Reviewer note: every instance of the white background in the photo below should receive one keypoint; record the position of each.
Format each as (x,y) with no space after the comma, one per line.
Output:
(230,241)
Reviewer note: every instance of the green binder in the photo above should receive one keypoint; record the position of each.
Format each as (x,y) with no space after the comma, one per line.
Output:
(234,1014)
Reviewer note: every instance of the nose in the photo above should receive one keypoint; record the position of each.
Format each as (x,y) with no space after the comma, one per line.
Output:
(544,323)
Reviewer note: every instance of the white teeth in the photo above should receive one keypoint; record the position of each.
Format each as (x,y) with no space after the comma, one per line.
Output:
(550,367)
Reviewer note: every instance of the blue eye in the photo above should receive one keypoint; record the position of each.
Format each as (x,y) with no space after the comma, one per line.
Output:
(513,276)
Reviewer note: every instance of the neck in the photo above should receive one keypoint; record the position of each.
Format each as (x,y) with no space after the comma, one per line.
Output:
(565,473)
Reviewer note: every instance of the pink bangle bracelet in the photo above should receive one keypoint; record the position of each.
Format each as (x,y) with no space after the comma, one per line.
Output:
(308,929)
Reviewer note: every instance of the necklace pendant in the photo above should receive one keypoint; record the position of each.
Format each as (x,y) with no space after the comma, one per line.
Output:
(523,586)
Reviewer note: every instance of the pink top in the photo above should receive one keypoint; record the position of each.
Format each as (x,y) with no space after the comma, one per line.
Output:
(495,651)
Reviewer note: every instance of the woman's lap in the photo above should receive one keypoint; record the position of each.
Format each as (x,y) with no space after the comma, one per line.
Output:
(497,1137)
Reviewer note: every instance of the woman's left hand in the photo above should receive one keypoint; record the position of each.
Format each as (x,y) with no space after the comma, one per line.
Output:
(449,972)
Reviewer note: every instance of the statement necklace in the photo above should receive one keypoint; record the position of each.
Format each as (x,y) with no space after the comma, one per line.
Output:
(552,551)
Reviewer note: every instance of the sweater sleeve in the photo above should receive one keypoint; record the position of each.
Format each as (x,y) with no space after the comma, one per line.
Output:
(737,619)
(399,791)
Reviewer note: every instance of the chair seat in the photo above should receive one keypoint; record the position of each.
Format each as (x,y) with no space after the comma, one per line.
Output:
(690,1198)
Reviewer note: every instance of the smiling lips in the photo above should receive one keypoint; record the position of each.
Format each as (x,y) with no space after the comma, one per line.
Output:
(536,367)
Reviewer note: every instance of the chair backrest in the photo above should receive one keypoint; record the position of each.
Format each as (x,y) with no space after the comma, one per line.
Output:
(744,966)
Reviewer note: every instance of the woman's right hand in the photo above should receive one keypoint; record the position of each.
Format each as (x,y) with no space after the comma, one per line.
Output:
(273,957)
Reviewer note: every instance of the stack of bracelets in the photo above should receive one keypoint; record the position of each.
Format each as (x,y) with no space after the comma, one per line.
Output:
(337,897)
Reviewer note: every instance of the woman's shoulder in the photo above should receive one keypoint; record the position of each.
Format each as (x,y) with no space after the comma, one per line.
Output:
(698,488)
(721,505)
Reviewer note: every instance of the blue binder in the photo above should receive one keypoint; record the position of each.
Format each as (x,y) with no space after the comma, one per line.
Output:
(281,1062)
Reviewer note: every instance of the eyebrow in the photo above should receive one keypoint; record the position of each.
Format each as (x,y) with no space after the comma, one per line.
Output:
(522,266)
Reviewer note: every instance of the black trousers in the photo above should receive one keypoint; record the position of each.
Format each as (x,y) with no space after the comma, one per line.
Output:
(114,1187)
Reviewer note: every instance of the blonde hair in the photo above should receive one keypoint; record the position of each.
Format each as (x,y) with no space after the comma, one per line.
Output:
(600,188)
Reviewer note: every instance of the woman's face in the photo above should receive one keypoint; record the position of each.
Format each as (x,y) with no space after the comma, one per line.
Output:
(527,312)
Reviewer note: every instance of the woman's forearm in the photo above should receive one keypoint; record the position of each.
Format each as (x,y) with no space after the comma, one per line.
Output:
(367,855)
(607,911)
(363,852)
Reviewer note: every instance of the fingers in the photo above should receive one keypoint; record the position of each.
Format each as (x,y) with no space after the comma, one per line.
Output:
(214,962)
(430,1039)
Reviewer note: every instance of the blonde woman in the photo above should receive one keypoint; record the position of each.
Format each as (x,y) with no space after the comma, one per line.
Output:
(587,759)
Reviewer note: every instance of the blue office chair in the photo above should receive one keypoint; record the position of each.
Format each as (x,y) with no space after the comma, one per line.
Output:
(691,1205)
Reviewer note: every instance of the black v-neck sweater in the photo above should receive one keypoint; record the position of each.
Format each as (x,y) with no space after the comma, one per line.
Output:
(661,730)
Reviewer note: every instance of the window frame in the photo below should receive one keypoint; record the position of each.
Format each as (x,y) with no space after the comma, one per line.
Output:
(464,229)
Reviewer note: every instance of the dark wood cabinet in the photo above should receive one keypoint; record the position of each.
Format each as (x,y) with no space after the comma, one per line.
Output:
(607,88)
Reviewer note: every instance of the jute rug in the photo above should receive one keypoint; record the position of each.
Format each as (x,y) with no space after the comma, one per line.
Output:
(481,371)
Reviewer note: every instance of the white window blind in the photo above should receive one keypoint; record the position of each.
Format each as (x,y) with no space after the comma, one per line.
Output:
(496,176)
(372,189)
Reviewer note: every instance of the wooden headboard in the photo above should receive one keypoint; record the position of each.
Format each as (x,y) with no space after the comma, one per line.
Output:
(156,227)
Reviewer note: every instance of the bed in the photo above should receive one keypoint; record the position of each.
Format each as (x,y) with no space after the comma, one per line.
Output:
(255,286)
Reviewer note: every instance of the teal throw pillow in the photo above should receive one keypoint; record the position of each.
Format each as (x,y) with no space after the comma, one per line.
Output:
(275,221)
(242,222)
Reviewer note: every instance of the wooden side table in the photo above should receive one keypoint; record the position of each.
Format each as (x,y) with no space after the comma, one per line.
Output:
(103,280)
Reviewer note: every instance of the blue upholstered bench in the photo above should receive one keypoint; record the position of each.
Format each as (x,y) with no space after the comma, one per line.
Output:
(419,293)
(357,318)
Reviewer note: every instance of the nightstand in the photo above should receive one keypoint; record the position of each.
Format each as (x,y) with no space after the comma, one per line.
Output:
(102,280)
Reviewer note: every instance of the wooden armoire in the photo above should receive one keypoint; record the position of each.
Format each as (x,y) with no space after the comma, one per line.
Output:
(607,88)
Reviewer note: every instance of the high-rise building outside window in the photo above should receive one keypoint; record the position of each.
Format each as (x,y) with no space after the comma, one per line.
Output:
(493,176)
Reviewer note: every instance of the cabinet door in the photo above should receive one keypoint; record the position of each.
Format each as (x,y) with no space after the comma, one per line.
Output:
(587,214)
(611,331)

- Stated problem: Copy out the full set of records precisely, leaving nothing out.

- Final result:
Reviewer note: every instance of the white background in the photo below should receive one keypoint; record the position of each.
Format each as (x,y) with no space after the comma, one per line.
Output:
(230,241)
Reviewer note: every instance of the green binder in the photo above should receive one keypoint; record the position of each.
Format each as (x,y) with no space after the comma, one per line.
Output:
(234,1014)
Reviewer note: every instance of the nose in the photo above should receive one keypoint; record the position of each.
Format each as (x,y) with no space after the comma, one per line.
Output:
(544,323)
Reviewer note: every instance of the white teeth in the photo above should receive one keypoint; record the position of each.
Format each as (x,y) with no space after the comma, one per line.
Output:
(550,367)
Reviewer note: every instance of the blue eye in the photo above should receive one keypoint; record the position of each.
Format each as (x,y) with no space after the comma, one per line.
Output:
(513,276)
Reviewer note: every instance of the neck in the photo above should receive one keypoint; record the position of each.
Format each as (x,y) with no space after the comma, one per line.
Output:
(565,473)
Reviewer note: every instance of the pink bangle bracelet in the photo above should receive one keypoint; record the position of each.
Format each as (x,y) with no space after the comma, one per line.
Output:
(308,929)
Reviewer note: every instance of the necklace pendant in the photo above should receive one keypoint; record the position of each.
Format each as (x,y) with no space after the comma, one per line.
Output:
(523,586)
Reviewer note: every instance of the pink top in the photo above should receive one keypoint; record the position of each.
Format each as (x,y) with no space after the comma, one per line.
Output:
(495,651)
Reviewer note: every instance of the woman's lap in the photo above should receive one keypoint; record the position of each.
Format each as (x,y) with no space after the comma, one per line.
Output:
(497,1137)
Reviewer note: every instance of the woman's left hand in the photo above should receive one keypoint; record the position of each.
Format each as (x,y) with no space after the comma, one per line.
Output:
(449,972)
Reviewer note: every instance of the statement necklace in the photo above should receive one keypoint; record the position of each.
Format each as (x,y) with no space after the comma, one per line.
Output:
(552,551)
Reviewer note: every instance of the sweater sleeve in the photo above should receive one keypoint; record the position of each.
Format each as (x,y) with no space after the comma, one per line.
Output:
(737,619)
(399,791)
Reviewer note: every instance of the chair seat in the photo above should receive one keypoint; record the position of each.
Format each as (x,y) with no space after the comma, one per line.
Output:
(690,1198)
Reviewer note: every instance of the smiling lips in the photo above should receive one keypoint; record the position of each.
Format each as (x,y) with no space after the comma, one per line.
Output:
(536,367)
Reviewer note: every instance of the chair backrest in the photo above should receive one keypoint; record the position of each.
Format each as (x,y) with no space after the comma, one per line.
Output:
(744,966)
Reviewer note: every instance of the woman's right hand in the photo above should receive one keypoint; record the position of each.
Format each as (x,y) with no space after the comma, one per line.
Output:
(273,957)
Reviewer note: every instance of the stack of bracelets in the photo above should receive one keypoint; record the position of each.
Format each as (x,y) with no space after the comma, one per line.
Output:
(337,897)
Reviewer note: every instance of the woman's shoulder in the photo above should receive one keypoint; record the position of each.
Format each as (x,y) with no space after the comma, one per line.
Output:
(698,488)
(721,505)
Reviewer note: every instance of the blue binder in the photo above should receive one keypoint; record the position of each.
Format each as (x,y) with no space after the comma, one per line.
Output:
(281,1062)
Reviewer note: every instance of the eyebrow in the photo above should receive one keypoint; record the position of each.
Format each as (x,y) with no space after the comma, one per line.
Output:
(522,266)
Reviewer note: every instance of the black trousers in the photo above should receive one keypoint; record the position of each.
Format each as (x,y) with no space after the comma, one per line.
Output:
(114,1187)
Reviewer note: every instance of the blonde hair in the photo above should receive one keypoint; record the position of each.
Format each as (x,y) with no space after the comma, one per line.
Output:
(600,188)
Reviewer note: every instance of the woman's face in the photo above should receive one keypoint; record the position of each.
Format each as (x,y) with no space after the comma, one per line.
Output:
(527,312)
Reviewer note: every instance of the woman's forearm in the photo above should receive one keypoint; record the position of each.
Format each as (x,y) with no space after the comma, one per line.
Output:
(367,855)
(607,911)
(363,852)
Reviewer note: every instance of the fingers in the photo above should receive one keypoint; record the position of each.
Format each as (x,y) with no space after the comma, one per line.
Output:
(214,962)
(430,1039)
Reviewer note: every instance of the blonde woman in the photo above should receive one keypoint; record the position of each.
Format each as (x,y) with no space after the comma, one per line.
Output:
(587,759)
Reviewer note: every instance of the blue office chair in the photo above should receive one keypoint; record the position of each.
Format each as (x,y) with no space after the comma, one per line.
Output:
(691,1205)
Reviewer note: every instance of the black v-neck sweater in the photo above should receive one keypoint; record the position of each.
Format each as (x,y) with no space after the comma, one per line.
Output:
(661,730)
Reviewer note: every instance of the window frame in the photo below should receive one keypoint; record the position of each.
Format each as (x,y) with no space after the comma, one per line.
Output:
(464,229)
Reviewer note: every instance of the dark wood cabinet in the photo above should receive one keypoint; record the position of each.
Format each as (x,y) with no space after the comma, one per line.
Output:
(607,88)
Reviewer note: every instance of the jute rug in the photo above should receive one keypoint; record the position of each.
Format each as (x,y) with no space after the comma, one per line.
Output:
(481,371)
Reviewer note: every instance of the white window blind in the photo above should receive one keypoint; record the position of each.
Format each as (x,y) with no space after the comma, one per line.
Output:
(496,176)
(372,189)
Reviewer note: every instance of the wooden headboard in the photo above should receive one keypoint; record the position of each.
Format each as (x,y) with no space after the comma, one per line.
Output:
(156,227)
Reviewer note: every instance of the bed in the photo above should receive one keypoint; record the position of each.
Format each as (x,y) with no space after the comma, one per line.
Output:
(255,286)
Reviewer note: every instance of the teal throw pillow in the photo above should receive one keypoint; record the position of each.
Format each as (x,y) with no space after the comma, one per line.
Output:
(275,221)
(242,222)
Reviewer note: every instance of the wooden side table in the photo above should receive one keypoint; record the position of each.
Format each as (x,y) with no space after the comma, one per line.
Output:
(103,280)
Reviewer note: every instance of the blue upholstered bench in the photo above should receive one keypoint; record the position of each.
Format each as (x,y) with no space after the comma, one per line.
Output:
(419,293)
(357,318)
Reviewer note: every instance of the nightstand in the photo above should receive one keypoint; record the position of each.
Format each as (x,y) with no space after the comma, one per line.
Output:
(102,280)
Reviewer note: every instance of the wooden armoire in the photo above should receive one keypoint; record the position of each.
Format each as (x,y) with no space after the comma, one per line.
Output:
(607,88)
Reviewer note: every instance of the high-rise building outside window in the photo above should receive one keypoint; record the position of each.
Format each as (x,y) with no space after the comma, one per line.
Output:
(493,176)
Reviewer note: every instance of the cabinet door in the photo above should receive one keypoint; record the position of each.
Format each as (x,y) with no space after the comma, one per line.
Output:
(587,214)
(611,331)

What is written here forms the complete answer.